TASK PROMPT
Line by line, the data below should be set down unchanged, with images excluded.
___ ENTRIES SHOWN
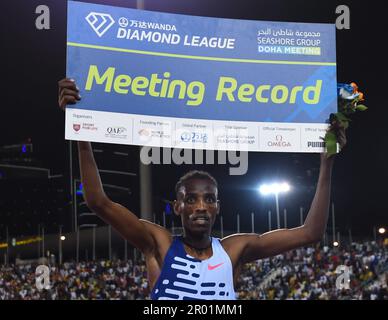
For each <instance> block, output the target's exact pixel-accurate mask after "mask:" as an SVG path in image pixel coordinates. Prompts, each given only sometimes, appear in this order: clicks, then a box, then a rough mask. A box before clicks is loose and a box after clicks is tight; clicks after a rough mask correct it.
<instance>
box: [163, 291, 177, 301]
mask: <svg viewBox="0 0 388 320" xmlns="http://www.w3.org/2000/svg"><path fill="white" fill-rule="evenodd" d="M160 297H161V298H164V297H166V298H171V299H175V300H177V299H179V296H178V295H177V294H173V293H166V292H164V293H162V294H161V295H160Z"/></svg>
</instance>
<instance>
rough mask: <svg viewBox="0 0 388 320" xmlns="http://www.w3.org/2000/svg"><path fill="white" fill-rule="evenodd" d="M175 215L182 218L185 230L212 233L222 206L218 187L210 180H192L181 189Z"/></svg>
mask: <svg viewBox="0 0 388 320" xmlns="http://www.w3.org/2000/svg"><path fill="white" fill-rule="evenodd" d="M177 197H178V199H177V200H176V202H175V205H174V210H175V214H176V215H179V216H181V219H182V226H183V228H184V229H185V230H190V231H193V232H204V231H210V230H211V228H212V226H213V224H214V221H215V219H216V215H217V214H218V212H219V209H220V206H219V201H218V198H217V197H218V191H217V188H216V186H215V185H214V184H213V183H212V182H211V181H210V180H208V179H190V180H188V181H187V182H186V183H185V184H184V185H183V186H182V187H181V188H180V189H179V192H178V195H177Z"/></svg>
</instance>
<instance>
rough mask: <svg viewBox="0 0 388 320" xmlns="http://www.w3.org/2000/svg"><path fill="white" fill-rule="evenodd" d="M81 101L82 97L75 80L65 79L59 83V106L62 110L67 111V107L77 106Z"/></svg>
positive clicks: (71, 79) (59, 81)
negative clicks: (81, 97)
mask: <svg viewBox="0 0 388 320" xmlns="http://www.w3.org/2000/svg"><path fill="white" fill-rule="evenodd" d="M79 100H81V95H80V94H79V88H78V87H77V85H76V83H75V81H74V80H73V79H69V78H65V79H62V80H60V81H58V104H59V107H60V108H61V109H62V110H65V108H66V105H68V104H76V103H77V101H79Z"/></svg>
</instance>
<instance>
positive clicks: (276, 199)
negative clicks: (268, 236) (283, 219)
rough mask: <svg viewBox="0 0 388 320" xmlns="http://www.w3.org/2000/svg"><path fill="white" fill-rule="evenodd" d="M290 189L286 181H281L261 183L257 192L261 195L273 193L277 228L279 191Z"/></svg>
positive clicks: (279, 217) (284, 191)
mask: <svg viewBox="0 0 388 320" xmlns="http://www.w3.org/2000/svg"><path fill="white" fill-rule="evenodd" d="M290 190H291V187H290V185H289V184H288V183H287V182H282V183H272V184H262V185H261V186H260V187H259V192H260V194H262V195H263V196H267V195H270V194H274V195H275V201H276V218H277V223H278V229H280V213H279V193H286V192H288V191H290Z"/></svg>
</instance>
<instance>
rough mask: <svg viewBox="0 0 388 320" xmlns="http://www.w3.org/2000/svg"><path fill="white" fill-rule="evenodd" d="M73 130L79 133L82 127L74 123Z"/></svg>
mask: <svg viewBox="0 0 388 320" xmlns="http://www.w3.org/2000/svg"><path fill="white" fill-rule="evenodd" d="M73 129H74V131H75V132H78V131H79V130H80V129H81V125H80V124H78V123H73Z"/></svg>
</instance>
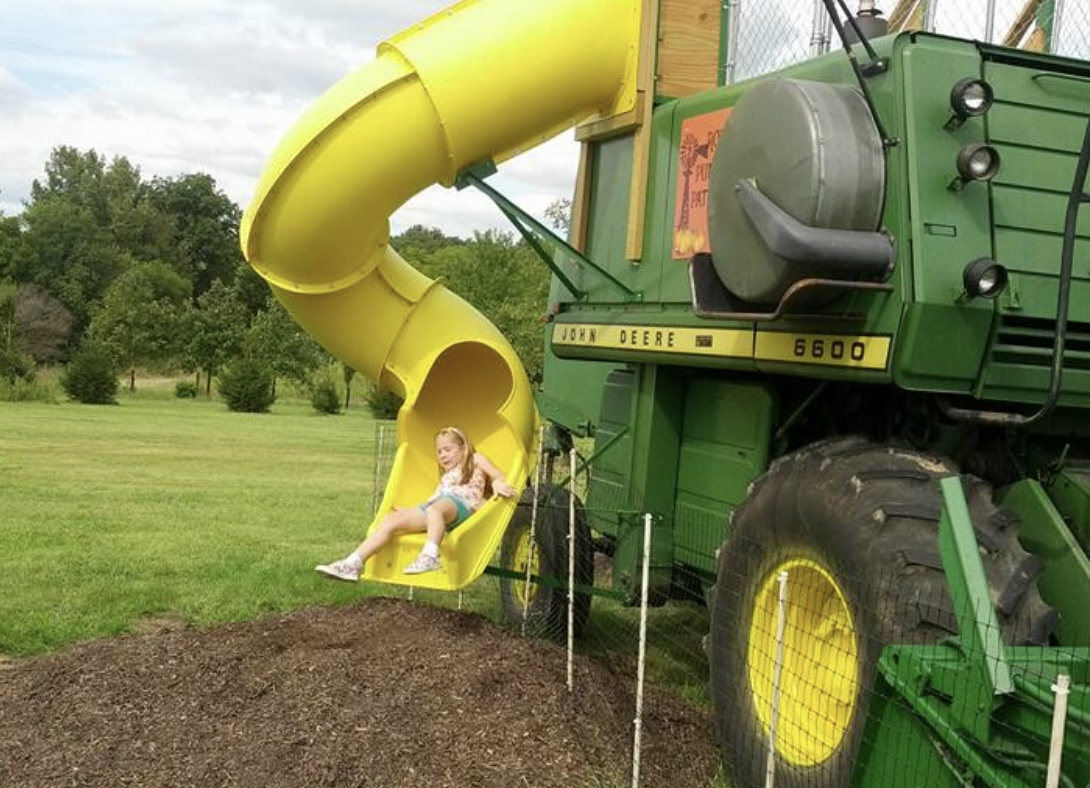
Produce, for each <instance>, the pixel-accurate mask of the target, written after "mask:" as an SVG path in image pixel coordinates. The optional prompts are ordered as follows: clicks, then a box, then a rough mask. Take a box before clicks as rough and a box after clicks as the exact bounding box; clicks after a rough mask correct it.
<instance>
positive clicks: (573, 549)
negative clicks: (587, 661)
mask: <svg viewBox="0 0 1090 788" xmlns="http://www.w3.org/2000/svg"><path fill="white" fill-rule="evenodd" d="M568 456H569V457H570V458H571V475H570V477H569V481H568V692H571V691H572V689H574V675H573V667H574V665H573V657H574V652H576V449H574V448H572V449H571V451H569V452H568Z"/></svg>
______
ANSWER SPACE
For each <instance> block, output the target's exact pixel-accurate mask after "mask:" as an SVG path in image pixel coordinates. Prompts, each given only sometimes, appear in this order: clicks, then a box, then a rough mask. A box before clicks is loose and a box after clicks is tight; clicks after a rough mask correct it.
<instance>
box: [163, 291, 177, 301]
mask: <svg viewBox="0 0 388 320" xmlns="http://www.w3.org/2000/svg"><path fill="white" fill-rule="evenodd" d="M160 297H161V298H164V297H166V298H171V299H175V300H177V299H179V296H178V295H177V294H173V293H166V292H164V293H162V294H161V295H160Z"/></svg>
</instance>
<instance>
rough mask: <svg viewBox="0 0 388 320" xmlns="http://www.w3.org/2000/svg"><path fill="white" fill-rule="evenodd" d="M175 215L182 218L185 230L212 233L222 206L218 187L210 180H192L181 189Z"/></svg>
mask: <svg viewBox="0 0 388 320" xmlns="http://www.w3.org/2000/svg"><path fill="white" fill-rule="evenodd" d="M177 197H178V199H177V200H176V202H175V205H174V210H175V214H176V215H179V216H181V219H182V226H183V228H184V229H185V230H190V231H193V232H204V231H210V230H211V228H212V226H213V224H214V221H215V219H216V215H217V214H218V212H219V209H220V206H219V201H218V198H217V197H218V191H217V188H216V186H215V185H214V184H213V183H212V182H211V181H210V180H208V179H190V180H188V181H187V182H186V183H185V184H184V185H183V186H182V187H181V188H180V189H179V192H178V195H177Z"/></svg>
</instance>
<instance>
rough mask: <svg viewBox="0 0 388 320" xmlns="http://www.w3.org/2000/svg"><path fill="white" fill-rule="evenodd" d="M81 101L82 97L75 80L65 79L59 83V106L62 110L67 111V107L77 106Z"/></svg>
positive clicks: (71, 79) (59, 81)
negative clicks: (81, 97)
mask: <svg viewBox="0 0 388 320" xmlns="http://www.w3.org/2000/svg"><path fill="white" fill-rule="evenodd" d="M79 100H81V95H80V94H79V88H78V87H77V85H76V83H75V81H74V80H73V79H69V78H65V79H62V80H60V81H58V104H59V107H60V108H61V109H62V110H65V108H66V105H68V104H76V103H77V101H79Z"/></svg>
</instance>
<instance>
positive clicks: (276, 199)
negative clicks: (268, 236) (283, 219)
rough mask: <svg viewBox="0 0 388 320" xmlns="http://www.w3.org/2000/svg"><path fill="white" fill-rule="evenodd" d="M290 189L286 181H281L261 183L257 192L261 195L273 193L277 228L279 191Z"/></svg>
positive clicks: (279, 217) (284, 191)
mask: <svg viewBox="0 0 388 320" xmlns="http://www.w3.org/2000/svg"><path fill="white" fill-rule="evenodd" d="M290 190H291V187H290V185H289V184H288V183H287V182H282V183H272V184H262V185H261V186H260V187H259V192H260V194H262V195H263V196H267V195H270V194H274V195H275V201H276V218H277V223H278V229H280V213H279V193H286V192H288V191H290Z"/></svg>
</instance>
<instance>
rough mask: <svg viewBox="0 0 388 320" xmlns="http://www.w3.org/2000/svg"><path fill="white" fill-rule="evenodd" d="M73 130L79 133L82 127L74 123Z"/></svg>
mask: <svg viewBox="0 0 388 320" xmlns="http://www.w3.org/2000/svg"><path fill="white" fill-rule="evenodd" d="M73 129H74V131H75V132H78V131H79V130H80V129H81V125H80V124H78V123H73Z"/></svg>
</instance>
Produce, for each <instance>, the pixel-accurate mask of the target, written after "mask:" as an SVG path in image pixel coordinates. The optional prompts are ordered as follows: clicks, then a box, then a rough mask. Take a box before clicks as rough and a box after clicks as the exact bounding box; clicks after a rough mask correct it.
<instance>
positive clicks: (573, 549)
negative clicks: (587, 661)
mask: <svg viewBox="0 0 1090 788" xmlns="http://www.w3.org/2000/svg"><path fill="white" fill-rule="evenodd" d="M568 456H569V457H570V458H571V475H570V477H569V481H568V692H571V691H572V689H574V675H573V667H574V665H573V657H574V652H576V449H574V448H572V449H571V451H569V452H568Z"/></svg>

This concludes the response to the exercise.